SOURCE DOCUMENT:
=== Begin Enclosure ===

Bug 910445

Summary: Storage Live Migration of thick disk results in corrupted disk
Product: Red Hat Enterprise Virtualization Manager Reporter: jon.benedict
Component: vdsmAssignee: Federico Simoncelli <fsimonce>
Status: CLOSED ERRATA QA Contact: Dafna Ron <dron>
Severity: high Docs Contact:
Priority: high    
Version: 3.1.0CC: abaron, amureini, bazulay, derez, hateya, iheim, italkohe, jrankin, lpeer, scohen, sgrinber, ykaul, zdover
Target Milestone: ---Keywords: ZStream
Target Release: 3.2.0Flags: scohen: Triaged+
Hardware: x86_64   
OS: Linux   
Whiteboard: storage
Fixed In Version: vdsm-4.10.2-14.0.el6ev Doc Type: Bug Fix
Doc Text:
Previously, live migrating a preallocated file (e.g. NFS) virtual disk to a different storage domain failed because of a problem in the preparation of the volumes at the destination. Now, it is possible to regularly live migrate preallocated file virtual disks to a other storage domains.

=== End Enclosure ===

ACTIONS TO TAKE:
1. In which version does the bug report say the problem was fixed?
2. Does each statement agree with the bug report? (a) Its severity is high. (b) It is assigned to Dafna Ron. (c) The failure came from preparing the volumes at the source.
Rely only on the bug report to answer.

RECORDS:
=== Begin Enclosure ===

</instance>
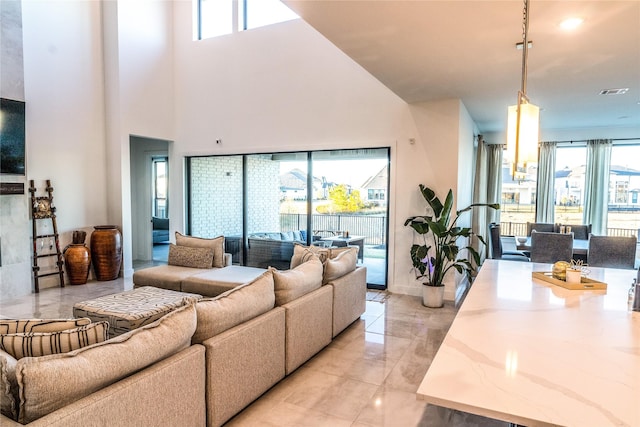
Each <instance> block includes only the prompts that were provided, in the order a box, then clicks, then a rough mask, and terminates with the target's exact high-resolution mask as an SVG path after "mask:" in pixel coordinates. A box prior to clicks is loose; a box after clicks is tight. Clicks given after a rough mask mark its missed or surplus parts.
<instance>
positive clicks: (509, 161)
mask: <svg viewBox="0 0 640 427" xmlns="http://www.w3.org/2000/svg"><path fill="white" fill-rule="evenodd" d="M528 33H529V0H524V9H523V12H522V84H521V87H520V91H519V92H518V102H517V104H516V105H512V106H510V107H509V110H508V119H507V155H506V156H507V159H508V161H509V162H510V163H511V175H512V177H513V179H514V180H515V179H516V177H517V178H518V180H520V181H521V180H523V179H524V175H525V174H526V172H527V166H528V164H529V163H531V162H537V161H538V130H539V129H538V128H539V124H540V109H539V108H538V107H536V106H535V105H533V104H531V103H530V102H529V98H528V97H527V57H528V53H529V47H530V46H529V43H530V42H529V34H528Z"/></svg>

=== End Enclosure ===

SOLUTIONS TO THE EXERCISE:
1. vdsm-4.10.2-14.0.el6ev

2.
(a) Yes: "Severity: high"
(b) No: "Assignee: Federico Simoncelli <fsimonce>"
(c) No: "a problem in the preparation of the volumes at the destination"